The problem: Rewrite the lines beginning with the one that contains "Each instance of the ship" and running through the one that contains "[[157, 124]]", swapping "single marker" for "single point" and leaving everything else unchanged.

Extracted material:
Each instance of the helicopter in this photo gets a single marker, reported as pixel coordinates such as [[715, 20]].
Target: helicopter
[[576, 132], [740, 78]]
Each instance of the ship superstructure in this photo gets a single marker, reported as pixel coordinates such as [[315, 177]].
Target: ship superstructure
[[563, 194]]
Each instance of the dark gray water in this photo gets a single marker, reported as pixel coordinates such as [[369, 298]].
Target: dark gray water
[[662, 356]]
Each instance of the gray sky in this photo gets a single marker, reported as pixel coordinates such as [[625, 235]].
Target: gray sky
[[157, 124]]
--
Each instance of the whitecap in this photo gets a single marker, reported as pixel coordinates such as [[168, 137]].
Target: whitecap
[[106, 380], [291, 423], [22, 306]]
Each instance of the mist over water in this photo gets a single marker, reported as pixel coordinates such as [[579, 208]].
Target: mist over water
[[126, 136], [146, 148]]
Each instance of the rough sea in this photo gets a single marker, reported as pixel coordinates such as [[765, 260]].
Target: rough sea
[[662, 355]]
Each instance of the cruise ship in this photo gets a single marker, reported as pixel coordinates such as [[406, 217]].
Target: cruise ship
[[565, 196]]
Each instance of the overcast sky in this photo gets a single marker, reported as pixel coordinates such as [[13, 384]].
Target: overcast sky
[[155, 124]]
---
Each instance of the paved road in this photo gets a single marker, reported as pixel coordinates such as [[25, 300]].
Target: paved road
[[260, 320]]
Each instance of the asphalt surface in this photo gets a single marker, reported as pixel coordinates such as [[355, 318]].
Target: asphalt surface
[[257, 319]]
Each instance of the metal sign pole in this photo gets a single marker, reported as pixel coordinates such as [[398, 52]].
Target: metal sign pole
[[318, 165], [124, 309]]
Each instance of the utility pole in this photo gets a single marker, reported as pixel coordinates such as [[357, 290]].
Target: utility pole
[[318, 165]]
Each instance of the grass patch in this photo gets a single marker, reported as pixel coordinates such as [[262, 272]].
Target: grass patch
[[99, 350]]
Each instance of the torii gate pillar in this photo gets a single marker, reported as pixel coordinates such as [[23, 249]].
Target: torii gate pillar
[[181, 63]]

Exercise answer:
Each instance of the ship superstructure in this photo gets a single point, reported as pixel coordinates such as [[315, 177]].
Target: ship superstructure
[[563, 194]]
Each instance of the dark gray water in this photo gets a single point, reported as pixel coordinates such as [[369, 298]].
Target: dark gray water
[[662, 356]]
Each instance of the gray sky in this photo gets a single point, reported as pixel coordinates such as [[625, 235]].
Target: gray sky
[[157, 124]]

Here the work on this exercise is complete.